== Apply what you read ==
A: Retype the passage on child behavior problems from "When children are" up to and including "activities are necessary.".
B: Condense the paragraph of the passage on child behavior problems that begins "A report by the National Association of Social Workers" into a short bulleted list that keeps its main facts.
C: Answer each question from the passage on child behavior problems, one per line:
(i) What percentage of children are born feisty, according to the North Carolina State University Cooperative Extension group?
(ii) What two settings does NAEYC give as examples of unsuitable settings for children?
(iii) What does Children, Youth, and Women's Health Service suggest parents offer the youngest child?

If your child is frequently out of control or often exhibits aggressive behavior such as biting, kicking or throwing temper tantrums, he may have a behavior problem. Bad behavior can also come in the form of verbal confrontations such as bad language or back-talk. Behavioral problems are treatable through parental discipline techniques or the help of a professional. The first step is identifying the cause of the problem.
A child's behavior is a product of his temperament. A child with a strong temperament is more likely to have behavior problems than a child with a mild temperament. Temperament is controlled by genetics, according to the North Carolina State University Cooperative Extension. The researchers describe three types of temperament--easy, sensitive and feisty. The group claims that 15 percent of children are born feisty. These are the children who tend to have behavior problems. Behavioral issues may also be a result of biological factors like visual impairments, speech disorders and motor disabilities, explains the National Association for the Education of Young Children.
A report by the National Association of Social Workers suggests that children in impoverished families often exhibit behavior problems. These children tend to be hyperactive and aggressive. Their out-of-control behaviors can lead to poor performance in school and delinquency. One reason for this connection is negative feelings and lack of attention from parents who are experiencing economic stress. The longer the poverty persists, the more troublesome the behavior will be.
When children are in an unsuitable environment, they are prone to act out. NAEYC lists an overcrowded child care facility or a household with insufficient toys or activities as examples of unsuitable settings for children. Lack of playthings or attention can lead to jealousy and then hostility between children. The group suggests putting yourself in the position of your child to determine how many toys or activities are necessary.
Cry for Help
Sometimes children use bad behavior as their call for help. For example, if the youngest child in a family feels powerless against her older siblings, she may act out. She may feel that biting, for example, is a way to get parental attention when older siblings are dominant. Children, Youth, and Women's Health Service suggests that parents offer more protection to the youngest child to help prevent bad behavior. Another technique in this situation is to urge the older children to be kinder and more mindful of their younger sibling.

(Data records)
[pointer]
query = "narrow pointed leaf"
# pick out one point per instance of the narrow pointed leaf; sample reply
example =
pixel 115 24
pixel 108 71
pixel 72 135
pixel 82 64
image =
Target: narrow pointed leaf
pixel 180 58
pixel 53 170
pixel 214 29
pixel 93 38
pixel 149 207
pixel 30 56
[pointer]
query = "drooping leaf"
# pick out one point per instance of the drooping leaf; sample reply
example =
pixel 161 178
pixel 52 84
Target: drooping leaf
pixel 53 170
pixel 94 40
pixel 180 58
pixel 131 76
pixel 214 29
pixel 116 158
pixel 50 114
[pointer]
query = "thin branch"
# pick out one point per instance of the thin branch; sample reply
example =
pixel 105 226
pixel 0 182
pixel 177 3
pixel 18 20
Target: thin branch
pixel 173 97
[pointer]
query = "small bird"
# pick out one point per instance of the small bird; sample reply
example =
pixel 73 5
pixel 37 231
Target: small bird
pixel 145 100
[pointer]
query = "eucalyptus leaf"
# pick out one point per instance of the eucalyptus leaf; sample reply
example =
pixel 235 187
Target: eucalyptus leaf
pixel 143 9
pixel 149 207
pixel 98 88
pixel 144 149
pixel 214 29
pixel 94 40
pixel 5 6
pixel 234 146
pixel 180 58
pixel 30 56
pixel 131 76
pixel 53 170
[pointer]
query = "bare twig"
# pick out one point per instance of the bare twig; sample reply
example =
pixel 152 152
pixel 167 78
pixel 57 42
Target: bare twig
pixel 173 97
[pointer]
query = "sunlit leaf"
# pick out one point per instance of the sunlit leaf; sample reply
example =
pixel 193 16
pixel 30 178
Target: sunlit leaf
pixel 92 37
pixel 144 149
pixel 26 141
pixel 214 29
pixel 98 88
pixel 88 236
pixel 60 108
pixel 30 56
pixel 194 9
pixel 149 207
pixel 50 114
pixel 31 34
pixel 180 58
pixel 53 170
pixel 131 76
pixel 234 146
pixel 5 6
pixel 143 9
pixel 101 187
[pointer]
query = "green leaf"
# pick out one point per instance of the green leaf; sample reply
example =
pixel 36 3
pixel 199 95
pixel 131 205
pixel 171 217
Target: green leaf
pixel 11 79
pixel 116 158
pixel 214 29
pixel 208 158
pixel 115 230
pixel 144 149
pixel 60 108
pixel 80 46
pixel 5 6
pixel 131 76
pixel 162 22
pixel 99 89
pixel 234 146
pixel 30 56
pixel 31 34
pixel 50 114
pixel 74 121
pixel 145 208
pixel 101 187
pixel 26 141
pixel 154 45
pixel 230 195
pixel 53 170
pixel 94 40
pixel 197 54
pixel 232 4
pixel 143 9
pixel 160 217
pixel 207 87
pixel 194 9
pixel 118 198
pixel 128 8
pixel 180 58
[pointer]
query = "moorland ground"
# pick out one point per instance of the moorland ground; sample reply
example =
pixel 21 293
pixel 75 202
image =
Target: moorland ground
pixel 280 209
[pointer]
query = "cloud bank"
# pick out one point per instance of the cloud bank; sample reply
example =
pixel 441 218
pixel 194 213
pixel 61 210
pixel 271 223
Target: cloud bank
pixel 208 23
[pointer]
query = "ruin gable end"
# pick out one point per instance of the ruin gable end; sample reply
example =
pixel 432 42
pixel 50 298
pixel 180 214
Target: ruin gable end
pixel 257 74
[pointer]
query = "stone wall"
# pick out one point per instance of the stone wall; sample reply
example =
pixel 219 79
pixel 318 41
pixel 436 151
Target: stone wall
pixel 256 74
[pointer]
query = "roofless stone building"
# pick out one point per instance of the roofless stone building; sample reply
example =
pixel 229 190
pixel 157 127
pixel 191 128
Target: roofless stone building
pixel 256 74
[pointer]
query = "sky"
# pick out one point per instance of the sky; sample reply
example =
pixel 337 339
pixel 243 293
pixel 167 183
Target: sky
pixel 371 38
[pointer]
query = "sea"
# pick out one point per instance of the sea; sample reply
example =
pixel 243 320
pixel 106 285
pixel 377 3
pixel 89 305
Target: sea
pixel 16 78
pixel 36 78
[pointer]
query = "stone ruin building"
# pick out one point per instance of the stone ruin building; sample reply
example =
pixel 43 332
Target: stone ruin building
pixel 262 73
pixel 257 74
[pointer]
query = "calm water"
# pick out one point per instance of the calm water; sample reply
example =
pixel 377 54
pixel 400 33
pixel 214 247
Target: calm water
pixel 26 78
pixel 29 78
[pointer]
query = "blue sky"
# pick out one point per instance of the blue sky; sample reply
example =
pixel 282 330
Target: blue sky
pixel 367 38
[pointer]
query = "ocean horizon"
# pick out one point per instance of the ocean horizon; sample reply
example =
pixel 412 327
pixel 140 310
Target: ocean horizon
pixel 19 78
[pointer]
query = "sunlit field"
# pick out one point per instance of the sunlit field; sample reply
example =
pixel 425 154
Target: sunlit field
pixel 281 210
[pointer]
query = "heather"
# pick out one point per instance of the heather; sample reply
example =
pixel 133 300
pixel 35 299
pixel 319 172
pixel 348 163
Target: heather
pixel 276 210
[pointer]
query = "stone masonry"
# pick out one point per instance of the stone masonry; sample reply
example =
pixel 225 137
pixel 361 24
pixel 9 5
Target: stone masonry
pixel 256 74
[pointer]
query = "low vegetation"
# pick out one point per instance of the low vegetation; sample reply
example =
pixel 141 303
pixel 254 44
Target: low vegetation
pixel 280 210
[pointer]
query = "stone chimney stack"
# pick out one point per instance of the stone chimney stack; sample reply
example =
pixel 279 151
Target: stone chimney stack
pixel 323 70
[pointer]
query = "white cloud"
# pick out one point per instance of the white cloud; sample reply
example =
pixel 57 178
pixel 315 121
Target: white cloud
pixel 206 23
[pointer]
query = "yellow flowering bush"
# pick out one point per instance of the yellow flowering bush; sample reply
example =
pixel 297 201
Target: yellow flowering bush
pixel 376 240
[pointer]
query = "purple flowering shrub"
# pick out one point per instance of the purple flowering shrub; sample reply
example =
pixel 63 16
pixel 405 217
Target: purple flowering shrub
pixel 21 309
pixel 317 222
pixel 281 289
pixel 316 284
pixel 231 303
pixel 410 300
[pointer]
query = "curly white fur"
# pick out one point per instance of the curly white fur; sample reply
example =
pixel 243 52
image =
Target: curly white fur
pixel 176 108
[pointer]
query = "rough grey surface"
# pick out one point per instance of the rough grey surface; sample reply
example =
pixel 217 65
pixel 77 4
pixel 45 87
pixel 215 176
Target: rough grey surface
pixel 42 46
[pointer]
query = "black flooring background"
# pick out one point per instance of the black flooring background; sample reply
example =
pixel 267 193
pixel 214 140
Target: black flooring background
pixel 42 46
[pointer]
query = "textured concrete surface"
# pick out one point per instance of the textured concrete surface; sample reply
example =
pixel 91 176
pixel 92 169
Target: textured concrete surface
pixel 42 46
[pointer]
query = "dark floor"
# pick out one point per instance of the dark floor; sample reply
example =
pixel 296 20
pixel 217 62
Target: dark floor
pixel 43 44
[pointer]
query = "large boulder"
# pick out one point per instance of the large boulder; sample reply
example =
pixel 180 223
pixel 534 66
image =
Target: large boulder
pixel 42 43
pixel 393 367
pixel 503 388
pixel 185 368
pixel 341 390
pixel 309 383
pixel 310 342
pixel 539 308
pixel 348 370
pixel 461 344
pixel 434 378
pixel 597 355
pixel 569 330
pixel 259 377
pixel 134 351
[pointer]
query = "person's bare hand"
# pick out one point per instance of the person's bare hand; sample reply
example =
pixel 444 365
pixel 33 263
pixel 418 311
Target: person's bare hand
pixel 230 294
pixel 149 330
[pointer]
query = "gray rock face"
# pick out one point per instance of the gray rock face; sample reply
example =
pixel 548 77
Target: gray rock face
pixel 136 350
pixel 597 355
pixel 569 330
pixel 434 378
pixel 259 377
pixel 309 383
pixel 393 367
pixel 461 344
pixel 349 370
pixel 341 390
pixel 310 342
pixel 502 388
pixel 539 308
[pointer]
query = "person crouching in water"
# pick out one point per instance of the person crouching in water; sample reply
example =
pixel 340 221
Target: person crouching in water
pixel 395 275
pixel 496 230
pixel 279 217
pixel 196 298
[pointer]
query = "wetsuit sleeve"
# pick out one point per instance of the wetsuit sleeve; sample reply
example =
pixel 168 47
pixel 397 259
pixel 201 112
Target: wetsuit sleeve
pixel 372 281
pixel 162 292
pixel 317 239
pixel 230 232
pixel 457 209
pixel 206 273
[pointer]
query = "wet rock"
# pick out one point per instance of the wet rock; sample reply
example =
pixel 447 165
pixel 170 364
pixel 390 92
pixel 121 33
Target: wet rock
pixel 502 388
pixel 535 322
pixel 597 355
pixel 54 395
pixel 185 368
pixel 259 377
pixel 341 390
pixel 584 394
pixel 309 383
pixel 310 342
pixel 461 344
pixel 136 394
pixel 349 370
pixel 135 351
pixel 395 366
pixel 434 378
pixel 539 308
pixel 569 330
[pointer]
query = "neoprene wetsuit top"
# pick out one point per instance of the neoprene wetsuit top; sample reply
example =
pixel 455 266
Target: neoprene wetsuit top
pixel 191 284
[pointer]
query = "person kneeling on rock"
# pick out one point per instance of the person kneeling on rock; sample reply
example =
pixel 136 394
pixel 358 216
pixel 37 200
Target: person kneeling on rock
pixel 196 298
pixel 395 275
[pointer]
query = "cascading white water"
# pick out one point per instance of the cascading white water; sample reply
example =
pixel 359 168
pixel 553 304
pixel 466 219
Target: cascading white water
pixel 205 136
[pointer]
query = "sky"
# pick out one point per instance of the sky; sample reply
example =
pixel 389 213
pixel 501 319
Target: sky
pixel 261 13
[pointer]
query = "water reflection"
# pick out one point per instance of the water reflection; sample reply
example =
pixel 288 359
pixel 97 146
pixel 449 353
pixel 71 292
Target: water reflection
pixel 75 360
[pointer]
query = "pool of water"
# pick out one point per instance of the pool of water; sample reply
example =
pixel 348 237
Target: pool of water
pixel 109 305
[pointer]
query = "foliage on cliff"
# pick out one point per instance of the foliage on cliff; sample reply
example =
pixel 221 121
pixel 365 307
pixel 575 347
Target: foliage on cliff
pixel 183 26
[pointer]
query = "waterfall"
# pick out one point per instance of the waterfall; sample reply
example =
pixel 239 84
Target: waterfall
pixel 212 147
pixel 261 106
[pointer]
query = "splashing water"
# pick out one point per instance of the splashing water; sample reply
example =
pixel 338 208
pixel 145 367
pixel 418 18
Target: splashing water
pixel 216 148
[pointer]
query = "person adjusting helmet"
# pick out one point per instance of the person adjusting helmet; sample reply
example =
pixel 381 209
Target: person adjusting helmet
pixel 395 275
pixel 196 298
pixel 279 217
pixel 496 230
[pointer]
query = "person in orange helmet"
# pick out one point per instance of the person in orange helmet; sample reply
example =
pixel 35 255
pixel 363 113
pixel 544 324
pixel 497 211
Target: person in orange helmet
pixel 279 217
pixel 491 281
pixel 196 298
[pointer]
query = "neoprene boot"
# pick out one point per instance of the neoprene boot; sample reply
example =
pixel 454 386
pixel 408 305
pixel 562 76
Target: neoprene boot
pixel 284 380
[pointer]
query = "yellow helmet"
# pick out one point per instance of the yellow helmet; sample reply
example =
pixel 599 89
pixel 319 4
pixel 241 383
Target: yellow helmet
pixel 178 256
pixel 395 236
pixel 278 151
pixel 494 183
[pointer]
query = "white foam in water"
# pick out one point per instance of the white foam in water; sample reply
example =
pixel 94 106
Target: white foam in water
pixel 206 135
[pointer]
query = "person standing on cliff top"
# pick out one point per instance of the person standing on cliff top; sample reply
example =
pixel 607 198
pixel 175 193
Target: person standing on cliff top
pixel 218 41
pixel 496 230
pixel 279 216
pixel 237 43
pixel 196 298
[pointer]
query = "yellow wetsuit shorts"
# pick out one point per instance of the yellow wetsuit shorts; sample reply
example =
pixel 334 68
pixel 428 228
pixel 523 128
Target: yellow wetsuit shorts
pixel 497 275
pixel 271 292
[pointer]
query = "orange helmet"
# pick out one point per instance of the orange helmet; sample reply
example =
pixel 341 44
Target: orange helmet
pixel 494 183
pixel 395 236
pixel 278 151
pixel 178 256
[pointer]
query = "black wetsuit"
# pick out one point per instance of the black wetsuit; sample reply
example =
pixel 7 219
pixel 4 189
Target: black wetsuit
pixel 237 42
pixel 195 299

== Answers for the tasks ==
A:
When children are in an unsuitable environment, they are prone to act out. NAEYC lists an overcrowded child care facility or a household with insufficient toys or activities as examples of unsuitable settings for children. Lack of playthings or attention can lead to jealousy and then hostility between children. The group suggests putting yourself in the position of your child to determine how many toys or activities are necessary.

B:
- A National Association of Social Workers report suggests that children in impoverished families often show behavior problems.
- These children tend to be hyperactive and aggressive.
- Their behavior can lead to poor school performance and delinquency.
- One cause is negative feelings and lack of attention from parents under economic stress.
- The longer poverty persists, the more troublesome the behavior becomes.

C:
(i) 15 percent
(ii) An overcrowded child care facility and a household with insufficient toys or activities
(iii) More protection